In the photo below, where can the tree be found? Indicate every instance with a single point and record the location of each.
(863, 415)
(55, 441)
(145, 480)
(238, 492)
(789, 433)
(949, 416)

═══

**EXERCISE**
Copy out each of the records above word for word, keeping every line in its original order.

**TASK OUTPUT**
In the photo below, where can the tree be found? Indicate every instance with a single point and record the location of each.
(863, 415)
(55, 441)
(145, 480)
(238, 492)
(789, 433)
(949, 416)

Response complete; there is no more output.